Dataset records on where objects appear

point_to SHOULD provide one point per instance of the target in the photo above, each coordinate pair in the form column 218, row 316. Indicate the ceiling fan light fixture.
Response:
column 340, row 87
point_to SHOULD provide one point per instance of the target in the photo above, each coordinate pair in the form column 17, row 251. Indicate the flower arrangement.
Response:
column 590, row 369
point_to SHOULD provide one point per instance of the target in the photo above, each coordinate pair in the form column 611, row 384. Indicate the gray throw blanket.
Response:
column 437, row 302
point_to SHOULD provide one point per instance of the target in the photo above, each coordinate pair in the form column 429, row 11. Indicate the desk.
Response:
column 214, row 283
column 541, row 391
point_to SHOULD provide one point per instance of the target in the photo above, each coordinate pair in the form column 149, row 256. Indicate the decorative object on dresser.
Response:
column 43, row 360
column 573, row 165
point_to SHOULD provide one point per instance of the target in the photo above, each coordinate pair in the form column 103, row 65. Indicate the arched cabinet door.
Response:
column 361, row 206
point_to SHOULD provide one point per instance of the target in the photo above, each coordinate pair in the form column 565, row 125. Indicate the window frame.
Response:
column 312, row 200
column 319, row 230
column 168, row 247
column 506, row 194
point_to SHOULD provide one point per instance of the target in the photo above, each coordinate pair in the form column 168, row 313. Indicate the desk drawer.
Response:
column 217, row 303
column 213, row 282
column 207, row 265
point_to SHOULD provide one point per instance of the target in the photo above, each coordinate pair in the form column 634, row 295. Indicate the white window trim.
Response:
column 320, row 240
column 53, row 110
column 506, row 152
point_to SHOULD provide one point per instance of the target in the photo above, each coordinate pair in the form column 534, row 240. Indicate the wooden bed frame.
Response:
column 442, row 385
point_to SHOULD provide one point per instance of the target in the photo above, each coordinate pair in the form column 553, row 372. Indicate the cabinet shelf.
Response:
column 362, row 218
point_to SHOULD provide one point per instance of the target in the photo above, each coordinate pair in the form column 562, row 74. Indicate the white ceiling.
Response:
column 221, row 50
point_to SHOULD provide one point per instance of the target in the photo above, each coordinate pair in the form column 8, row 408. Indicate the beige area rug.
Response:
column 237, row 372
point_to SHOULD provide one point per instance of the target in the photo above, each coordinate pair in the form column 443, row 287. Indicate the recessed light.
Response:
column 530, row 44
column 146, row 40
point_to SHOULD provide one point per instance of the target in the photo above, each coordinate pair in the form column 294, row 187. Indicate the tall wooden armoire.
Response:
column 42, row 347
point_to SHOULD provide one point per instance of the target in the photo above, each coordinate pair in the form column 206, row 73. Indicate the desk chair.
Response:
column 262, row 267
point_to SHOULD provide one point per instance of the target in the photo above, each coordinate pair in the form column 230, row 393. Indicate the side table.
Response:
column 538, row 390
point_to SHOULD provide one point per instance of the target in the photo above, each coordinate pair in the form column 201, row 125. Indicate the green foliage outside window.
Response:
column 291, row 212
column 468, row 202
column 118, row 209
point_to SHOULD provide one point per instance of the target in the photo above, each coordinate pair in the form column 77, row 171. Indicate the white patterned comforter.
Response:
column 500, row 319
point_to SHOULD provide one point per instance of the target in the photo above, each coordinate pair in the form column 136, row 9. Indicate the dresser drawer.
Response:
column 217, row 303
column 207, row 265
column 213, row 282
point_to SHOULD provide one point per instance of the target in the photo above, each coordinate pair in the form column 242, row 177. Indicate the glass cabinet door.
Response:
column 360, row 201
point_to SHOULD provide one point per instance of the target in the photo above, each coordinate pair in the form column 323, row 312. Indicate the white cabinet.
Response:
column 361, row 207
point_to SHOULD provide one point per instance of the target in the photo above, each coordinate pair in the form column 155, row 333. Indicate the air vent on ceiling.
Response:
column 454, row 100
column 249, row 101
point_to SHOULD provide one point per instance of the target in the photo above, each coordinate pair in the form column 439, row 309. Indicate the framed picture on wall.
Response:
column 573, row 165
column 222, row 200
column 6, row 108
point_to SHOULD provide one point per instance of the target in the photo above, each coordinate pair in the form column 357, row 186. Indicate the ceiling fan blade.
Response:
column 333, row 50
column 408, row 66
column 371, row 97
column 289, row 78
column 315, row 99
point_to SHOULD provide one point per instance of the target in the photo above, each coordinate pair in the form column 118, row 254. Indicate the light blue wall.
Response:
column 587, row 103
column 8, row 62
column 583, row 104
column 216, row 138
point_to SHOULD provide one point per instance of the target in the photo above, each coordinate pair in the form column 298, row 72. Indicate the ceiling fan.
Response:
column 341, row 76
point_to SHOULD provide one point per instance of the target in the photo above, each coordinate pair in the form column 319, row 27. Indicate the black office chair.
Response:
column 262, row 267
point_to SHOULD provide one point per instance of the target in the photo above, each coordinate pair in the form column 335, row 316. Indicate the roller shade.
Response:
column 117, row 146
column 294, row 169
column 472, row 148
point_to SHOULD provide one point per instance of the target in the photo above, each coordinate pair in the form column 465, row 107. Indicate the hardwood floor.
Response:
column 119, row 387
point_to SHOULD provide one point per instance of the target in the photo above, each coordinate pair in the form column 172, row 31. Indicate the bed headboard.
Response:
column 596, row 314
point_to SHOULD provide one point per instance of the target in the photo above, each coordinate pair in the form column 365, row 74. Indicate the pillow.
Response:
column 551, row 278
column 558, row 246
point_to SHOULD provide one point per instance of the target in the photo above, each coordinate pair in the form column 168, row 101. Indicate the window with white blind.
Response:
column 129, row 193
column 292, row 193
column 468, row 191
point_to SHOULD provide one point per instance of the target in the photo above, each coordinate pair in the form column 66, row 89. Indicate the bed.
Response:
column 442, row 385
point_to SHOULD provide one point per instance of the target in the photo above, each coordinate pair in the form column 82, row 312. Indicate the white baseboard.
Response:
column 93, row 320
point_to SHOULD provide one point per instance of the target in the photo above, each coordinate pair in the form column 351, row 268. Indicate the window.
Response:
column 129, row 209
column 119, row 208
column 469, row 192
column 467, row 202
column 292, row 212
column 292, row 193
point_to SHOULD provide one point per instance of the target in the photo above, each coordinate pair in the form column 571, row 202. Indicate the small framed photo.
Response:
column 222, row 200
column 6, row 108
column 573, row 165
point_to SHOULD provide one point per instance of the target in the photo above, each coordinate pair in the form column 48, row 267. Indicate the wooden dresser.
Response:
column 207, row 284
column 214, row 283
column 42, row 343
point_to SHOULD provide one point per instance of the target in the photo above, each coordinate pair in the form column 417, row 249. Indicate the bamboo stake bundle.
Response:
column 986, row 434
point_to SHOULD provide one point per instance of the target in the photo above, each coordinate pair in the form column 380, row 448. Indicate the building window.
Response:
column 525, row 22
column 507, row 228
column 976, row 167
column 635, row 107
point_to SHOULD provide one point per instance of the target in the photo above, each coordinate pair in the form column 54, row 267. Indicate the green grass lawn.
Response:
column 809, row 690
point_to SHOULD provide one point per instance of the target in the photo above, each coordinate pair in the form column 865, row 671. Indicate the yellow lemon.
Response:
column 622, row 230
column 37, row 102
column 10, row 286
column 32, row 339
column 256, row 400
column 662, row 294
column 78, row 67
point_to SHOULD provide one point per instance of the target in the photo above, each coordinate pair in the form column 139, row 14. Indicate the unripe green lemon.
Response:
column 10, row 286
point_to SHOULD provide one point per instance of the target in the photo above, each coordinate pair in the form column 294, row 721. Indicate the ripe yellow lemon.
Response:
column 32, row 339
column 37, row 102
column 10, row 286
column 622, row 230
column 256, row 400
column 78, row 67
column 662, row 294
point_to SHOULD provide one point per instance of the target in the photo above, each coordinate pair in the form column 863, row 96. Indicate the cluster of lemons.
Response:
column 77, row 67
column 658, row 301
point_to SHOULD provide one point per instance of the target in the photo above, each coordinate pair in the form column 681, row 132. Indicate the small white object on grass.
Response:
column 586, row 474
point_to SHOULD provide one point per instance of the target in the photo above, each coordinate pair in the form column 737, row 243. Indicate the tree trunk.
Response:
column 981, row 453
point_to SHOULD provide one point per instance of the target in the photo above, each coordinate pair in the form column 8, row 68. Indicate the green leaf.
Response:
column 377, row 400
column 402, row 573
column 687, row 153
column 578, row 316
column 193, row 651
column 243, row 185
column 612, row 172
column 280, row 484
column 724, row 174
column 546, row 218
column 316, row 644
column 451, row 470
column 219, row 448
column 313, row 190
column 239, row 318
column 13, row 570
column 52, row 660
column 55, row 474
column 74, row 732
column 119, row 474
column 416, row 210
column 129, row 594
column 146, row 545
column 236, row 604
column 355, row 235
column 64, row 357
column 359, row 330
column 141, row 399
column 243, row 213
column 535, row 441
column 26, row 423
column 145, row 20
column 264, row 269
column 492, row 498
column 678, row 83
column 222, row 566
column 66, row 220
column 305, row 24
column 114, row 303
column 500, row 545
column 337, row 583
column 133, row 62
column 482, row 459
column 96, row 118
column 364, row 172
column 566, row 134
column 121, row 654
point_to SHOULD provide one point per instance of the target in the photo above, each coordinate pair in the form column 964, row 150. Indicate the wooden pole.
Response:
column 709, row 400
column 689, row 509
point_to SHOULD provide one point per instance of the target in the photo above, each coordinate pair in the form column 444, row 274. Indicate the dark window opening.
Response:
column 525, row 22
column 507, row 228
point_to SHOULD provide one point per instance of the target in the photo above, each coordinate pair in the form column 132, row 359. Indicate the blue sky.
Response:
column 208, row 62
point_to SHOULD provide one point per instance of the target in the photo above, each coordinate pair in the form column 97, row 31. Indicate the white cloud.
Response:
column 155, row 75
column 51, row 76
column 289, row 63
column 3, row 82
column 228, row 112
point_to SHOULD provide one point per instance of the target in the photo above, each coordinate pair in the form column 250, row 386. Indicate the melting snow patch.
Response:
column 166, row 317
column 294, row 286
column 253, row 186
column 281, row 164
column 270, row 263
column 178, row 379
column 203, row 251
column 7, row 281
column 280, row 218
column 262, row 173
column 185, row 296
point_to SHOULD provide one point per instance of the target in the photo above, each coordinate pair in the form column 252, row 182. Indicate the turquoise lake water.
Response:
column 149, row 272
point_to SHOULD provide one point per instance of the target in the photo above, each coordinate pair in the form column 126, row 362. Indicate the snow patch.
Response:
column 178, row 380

Problem to solve :: Could you rewrite the lines starting with the one that contains "the white ceiling." and going on through the one that contains "column 500, row 319", replacing "Indicate" with "Locate" and leaving everything else unchanged?

Answer to this problem ::
point_to SHOULD provide one point per instance of the target in the photo above, each coordinate pair in the form column 562, row 74. Locate the white ceiling.
Response:
column 221, row 50
point_to SHOULD provide one point per instance of the target in the photo above, each coordinate pair in the form column 8, row 408. Locate the beige area rug.
Response:
column 237, row 372
point_to SHOULD provide one point per instance of the target in the photo above, each coordinate pair in the form column 443, row 287. Locate the recessed light.
Response:
column 530, row 44
column 146, row 40
point_to SHOULD provide one point per instance of the target in the photo above, each coordinate pair in the form column 294, row 187. Locate the tall wooden armoire.
Response:
column 42, row 347
point_to SHOULD provide one point per instance of the target in the photo above, each coordinate pair in the form column 206, row 73. Locate the desk chair.
Response:
column 262, row 267
point_to SHOULD provide one point per instance of the target in the photo above, each coordinate pair in the form column 230, row 393. Locate the side table.
Response:
column 538, row 390
point_to SHOULD provide one point per instance of the target in the photo above, each coordinate pair in the form column 201, row 125. Locate the green foliage outside window.
Response:
column 291, row 212
column 468, row 202
column 118, row 209
point_to SHOULD provide one point per instance of the target in the photo above, each coordinate pair in the form column 77, row 171. Locate the white patterned comforter.
Response:
column 500, row 319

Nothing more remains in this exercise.